This is the Morning Shift, our one-stop daily roundup of all the auto news that's actually important — all in one place at 9:00 AM. Or, you could spend all day waiting for other sites to parcel it out to you one story at a time. Isn't your time more important?
1st Gear: Bump In The Road For VW's Beigekrieg
Reuters reports that Volkswagen is slicing its internal European sales target for 2012 by 150,000 vehicles. The information comes from a story in the German newsmagazine Der Spiegel. This is significant, for a number of reasons. First, we know VW is on a drive to become the world's biggest car maker, so cutting its forecast is a setback in its efforts to elbow Toyota and GM aside. Second, cutting a sales target this late in the year by that much means a company will have to make some adjustments with suppliers and at its factories.
Third, VW has thus far managed to maneuver through the choppy Euro waters, so if it's sending up a distress signal, things will be bad for other companies, too. In fact, Ford CEO Alan Mulally told Bloomberg last week that carmakers operating in Europe see a need to cut their factory capacity. VW confirms it has lowered its target but won't say by how much. "We are still doing well," a spokesman told Reuters yesterday. "We are growing. But we have always said the coming months will be challenging. Because of this we will make adjustments here and there." VW is flat out denying an earlier report by Germany's Handelsblatt that it is cutting its forecast by 250,000 vehicles.

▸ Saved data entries

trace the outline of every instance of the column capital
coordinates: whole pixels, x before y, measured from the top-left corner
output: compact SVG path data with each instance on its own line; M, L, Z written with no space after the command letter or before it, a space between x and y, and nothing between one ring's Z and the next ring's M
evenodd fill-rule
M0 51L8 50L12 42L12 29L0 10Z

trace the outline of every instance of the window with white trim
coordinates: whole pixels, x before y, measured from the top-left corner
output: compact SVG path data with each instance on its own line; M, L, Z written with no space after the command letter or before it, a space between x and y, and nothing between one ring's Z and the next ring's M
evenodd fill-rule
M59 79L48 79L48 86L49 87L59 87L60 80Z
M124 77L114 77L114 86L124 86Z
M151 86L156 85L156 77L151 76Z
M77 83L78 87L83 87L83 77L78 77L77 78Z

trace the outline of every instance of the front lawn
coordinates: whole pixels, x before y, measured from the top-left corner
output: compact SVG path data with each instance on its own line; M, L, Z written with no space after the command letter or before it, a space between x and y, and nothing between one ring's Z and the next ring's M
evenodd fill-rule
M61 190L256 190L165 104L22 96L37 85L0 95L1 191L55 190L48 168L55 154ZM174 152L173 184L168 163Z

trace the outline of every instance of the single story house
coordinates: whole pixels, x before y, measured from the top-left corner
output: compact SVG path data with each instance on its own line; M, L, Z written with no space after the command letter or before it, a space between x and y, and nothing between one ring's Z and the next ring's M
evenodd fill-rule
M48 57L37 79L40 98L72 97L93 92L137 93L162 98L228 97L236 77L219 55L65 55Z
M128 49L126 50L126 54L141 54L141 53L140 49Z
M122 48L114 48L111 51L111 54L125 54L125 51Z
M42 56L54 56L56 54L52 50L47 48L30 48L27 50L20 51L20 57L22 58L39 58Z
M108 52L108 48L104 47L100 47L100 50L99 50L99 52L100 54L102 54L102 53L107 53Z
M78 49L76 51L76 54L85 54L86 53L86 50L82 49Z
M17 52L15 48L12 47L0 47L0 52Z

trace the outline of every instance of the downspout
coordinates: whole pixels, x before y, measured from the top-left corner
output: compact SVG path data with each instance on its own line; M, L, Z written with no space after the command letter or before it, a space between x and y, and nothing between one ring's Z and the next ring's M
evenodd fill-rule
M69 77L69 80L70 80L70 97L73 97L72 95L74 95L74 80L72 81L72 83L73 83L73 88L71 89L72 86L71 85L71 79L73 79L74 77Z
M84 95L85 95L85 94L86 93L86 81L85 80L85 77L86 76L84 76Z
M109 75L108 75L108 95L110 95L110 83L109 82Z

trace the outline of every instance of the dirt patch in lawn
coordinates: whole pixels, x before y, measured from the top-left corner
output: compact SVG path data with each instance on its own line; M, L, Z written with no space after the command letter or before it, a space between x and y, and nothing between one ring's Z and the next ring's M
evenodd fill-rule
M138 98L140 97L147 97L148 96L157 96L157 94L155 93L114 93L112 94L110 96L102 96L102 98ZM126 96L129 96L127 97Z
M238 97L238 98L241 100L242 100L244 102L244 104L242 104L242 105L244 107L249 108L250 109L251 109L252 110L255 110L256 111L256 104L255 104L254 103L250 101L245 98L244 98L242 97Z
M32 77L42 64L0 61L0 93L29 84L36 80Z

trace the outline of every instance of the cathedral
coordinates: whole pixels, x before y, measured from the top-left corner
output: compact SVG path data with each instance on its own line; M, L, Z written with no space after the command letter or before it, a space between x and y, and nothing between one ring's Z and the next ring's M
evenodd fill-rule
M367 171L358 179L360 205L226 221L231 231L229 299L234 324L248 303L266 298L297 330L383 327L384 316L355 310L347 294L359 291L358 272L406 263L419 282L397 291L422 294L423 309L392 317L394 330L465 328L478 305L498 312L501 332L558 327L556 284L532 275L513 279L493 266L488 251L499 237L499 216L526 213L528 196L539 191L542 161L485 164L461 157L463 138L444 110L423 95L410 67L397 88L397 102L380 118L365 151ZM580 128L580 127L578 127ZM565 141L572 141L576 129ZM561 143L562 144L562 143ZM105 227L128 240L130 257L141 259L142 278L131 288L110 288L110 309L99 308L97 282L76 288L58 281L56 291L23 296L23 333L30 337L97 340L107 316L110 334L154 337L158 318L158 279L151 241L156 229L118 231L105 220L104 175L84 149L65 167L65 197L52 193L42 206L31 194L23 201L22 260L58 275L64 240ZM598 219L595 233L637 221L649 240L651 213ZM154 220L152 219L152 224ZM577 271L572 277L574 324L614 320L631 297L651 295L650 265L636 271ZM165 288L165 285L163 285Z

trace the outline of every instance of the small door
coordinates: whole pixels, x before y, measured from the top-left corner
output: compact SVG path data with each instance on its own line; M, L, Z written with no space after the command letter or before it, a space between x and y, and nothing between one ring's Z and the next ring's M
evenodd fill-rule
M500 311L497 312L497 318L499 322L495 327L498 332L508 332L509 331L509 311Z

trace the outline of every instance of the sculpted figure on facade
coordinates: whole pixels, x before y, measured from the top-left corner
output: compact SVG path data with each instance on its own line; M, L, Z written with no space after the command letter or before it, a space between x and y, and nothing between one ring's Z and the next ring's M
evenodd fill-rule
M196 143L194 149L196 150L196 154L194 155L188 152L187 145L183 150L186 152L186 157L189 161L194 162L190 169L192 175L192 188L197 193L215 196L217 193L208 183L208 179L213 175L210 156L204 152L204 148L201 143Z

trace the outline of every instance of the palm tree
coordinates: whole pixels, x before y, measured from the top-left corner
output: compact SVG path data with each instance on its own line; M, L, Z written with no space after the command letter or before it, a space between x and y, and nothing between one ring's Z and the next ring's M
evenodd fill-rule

▸ What is asked
1) Copy out the part of the Volkswagen sales target news item that begins at the words "1st Gear: Bump" and stops after "at its factories.".
2) Summarize the Volkswagen sales target news item in two sentences.
3) According to the Volkswagen sales target news item, are these statements correct? (a) The information about the cut comes from a story in Der Spiegel. (b) VW disclosed how much it lowered its target. (c) Alan Mulally spoke to Reuters about European factory capacity.

▸ Solutions to the problems
1)
1st Gear: Bump In The Road For VW's Beigekrieg
Reuters reports that Volkswagen is slicing its internal European sales target for 2012 by 150,000 vehicles. The information comes from a story in the German newsmagazine Der Spiegel. This is significant, for a number of reasons. First, we know VW is on a drive to become the world's biggest car maker, so cutting its forecast is a setback in its efforts to elbow Toyota and GM aside. Second, cutting a sales target this late in the year by that much means a company will have to make some adjustments with suppliers and at its factories.

2) Citing Der Spiegel, Reuters reports that Volkswagen has cut its internal European sales target for 2012 by 150,000 vehicles, a setback in its drive to become the world's biggest car maker. VW confirms the lower target but won't say by how much, and it denies a Handelsblatt report of a 250,000-vehicle cut.

3)
(a) Yes: "The information comes from a story in the German newsmagazine Der Spiegel."
(b) No: "VW confirms it has lowered its target but won't say by how much."
(c) No: "Ford CEO Alan Mulally told Bloomberg last week that carmakers operating in Europe see a need to cut their factory capacity."